Description of the task: Reproduce all entries verbatim, with nothing added or dropped.
___ Information given ___
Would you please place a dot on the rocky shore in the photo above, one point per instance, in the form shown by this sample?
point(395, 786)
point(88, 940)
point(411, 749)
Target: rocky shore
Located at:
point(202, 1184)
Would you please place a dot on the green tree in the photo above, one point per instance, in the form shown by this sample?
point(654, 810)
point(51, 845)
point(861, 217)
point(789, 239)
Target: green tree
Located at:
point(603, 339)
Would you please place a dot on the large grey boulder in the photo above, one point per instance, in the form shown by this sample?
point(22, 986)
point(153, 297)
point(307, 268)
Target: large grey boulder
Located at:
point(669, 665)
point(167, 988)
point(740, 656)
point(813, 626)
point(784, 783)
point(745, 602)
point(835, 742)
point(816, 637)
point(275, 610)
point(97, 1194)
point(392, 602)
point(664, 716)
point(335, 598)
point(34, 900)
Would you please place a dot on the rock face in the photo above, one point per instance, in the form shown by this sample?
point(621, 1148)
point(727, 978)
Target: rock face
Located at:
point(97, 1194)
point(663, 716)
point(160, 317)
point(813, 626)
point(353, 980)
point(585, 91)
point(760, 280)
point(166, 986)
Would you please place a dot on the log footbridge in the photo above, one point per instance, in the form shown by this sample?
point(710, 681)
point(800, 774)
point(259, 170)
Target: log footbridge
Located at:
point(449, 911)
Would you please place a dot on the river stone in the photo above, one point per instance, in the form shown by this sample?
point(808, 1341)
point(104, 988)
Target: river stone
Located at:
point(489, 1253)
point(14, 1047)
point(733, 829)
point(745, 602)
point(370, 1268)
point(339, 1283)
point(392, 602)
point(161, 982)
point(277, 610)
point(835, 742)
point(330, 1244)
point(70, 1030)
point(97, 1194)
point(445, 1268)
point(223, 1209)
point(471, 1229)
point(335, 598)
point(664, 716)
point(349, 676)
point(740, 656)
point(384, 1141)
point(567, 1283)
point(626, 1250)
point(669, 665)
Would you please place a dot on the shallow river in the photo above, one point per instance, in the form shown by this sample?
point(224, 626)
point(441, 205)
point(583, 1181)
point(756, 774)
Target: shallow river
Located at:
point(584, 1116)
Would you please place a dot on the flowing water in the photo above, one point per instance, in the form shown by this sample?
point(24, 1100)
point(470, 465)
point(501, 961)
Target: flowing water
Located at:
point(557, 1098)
___
Task answer:
Would you please place a dot on the rocky shore in the photo above, one point per instance, in the form shown by this sample?
point(395, 786)
point(88, 940)
point(411, 749)
Target: rocky shore
Located at:
point(202, 1184)
Would you please place a dot on the green tree in the photo above, one point per instance, in the form shown by this sample?
point(654, 810)
point(51, 845)
point(861, 217)
point(789, 239)
Target: green tree
Located at:
point(603, 339)
Would you please place a dot on the large grey boulder in the photo above, one point per instance, in the form shown by this sample?
point(22, 986)
point(153, 297)
point(307, 268)
Target: large grey boulder
Located at:
point(669, 665)
point(167, 988)
point(740, 656)
point(813, 626)
point(784, 783)
point(745, 602)
point(835, 742)
point(816, 637)
point(275, 610)
point(97, 1194)
point(392, 602)
point(664, 716)
point(335, 598)
point(34, 900)
Would you please place a dot on the rock face in the photo above, one point per instance, in the form shown by this sample?
point(621, 1148)
point(727, 978)
Target: rock face
Located at:
point(97, 1194)
point(663, 716)
point(160, 317)
point(813, 626)
point(353, 980)
point(585, 91)
point(760, 280)
point(166, 986)
Would you please place a dot on the log footbridge in the photo above, one point per instance, in the form shown by this sample?
point(710, 681)
point(800, 774)
point(259, 170)
Target: log footbridge
Located at:
point(449, 911)
Would you please place a dot on the river stone in the photo above, one point per instance, in the form shown by this sample?
point(808, 1341)
point(104, 988)
Target: river stone
Located at:
point(489, 1253)
point(14, 1047)
point(733, 829)
point(745, 602)
point(370, 1268)
point(339, 1283)
point(392, 602)
point(161, 982)
point(277, 610)
point(835, 742)
point(330, 1244)
point(70, 1030)
point(97, 1194)
point(445, 1268)
point(223, 1209)
point(471, 1229)
point(335, 598)
point(664, 716)
point(349, 676)
point(740, 656)
point(384, 1141)
point(567, 1283)
point(626, 1250)
point(669, 665)
Would you please place a dot on the shallow river in the photo above, one point per instance, in the form shown by this sample?
point(224, 626)
point(441, 205)
point(583, 1181)
point(756, 774)
Target: shallow river
Located at:
point(584, 1116)
Would you please place a dot on the flowing water in the photo above, one point per instance, in the form shown by this sample?
point(24, 1100)
point(470, 465)
point(501, 961)
Target: flowing water
Located at:
point(557, 1098)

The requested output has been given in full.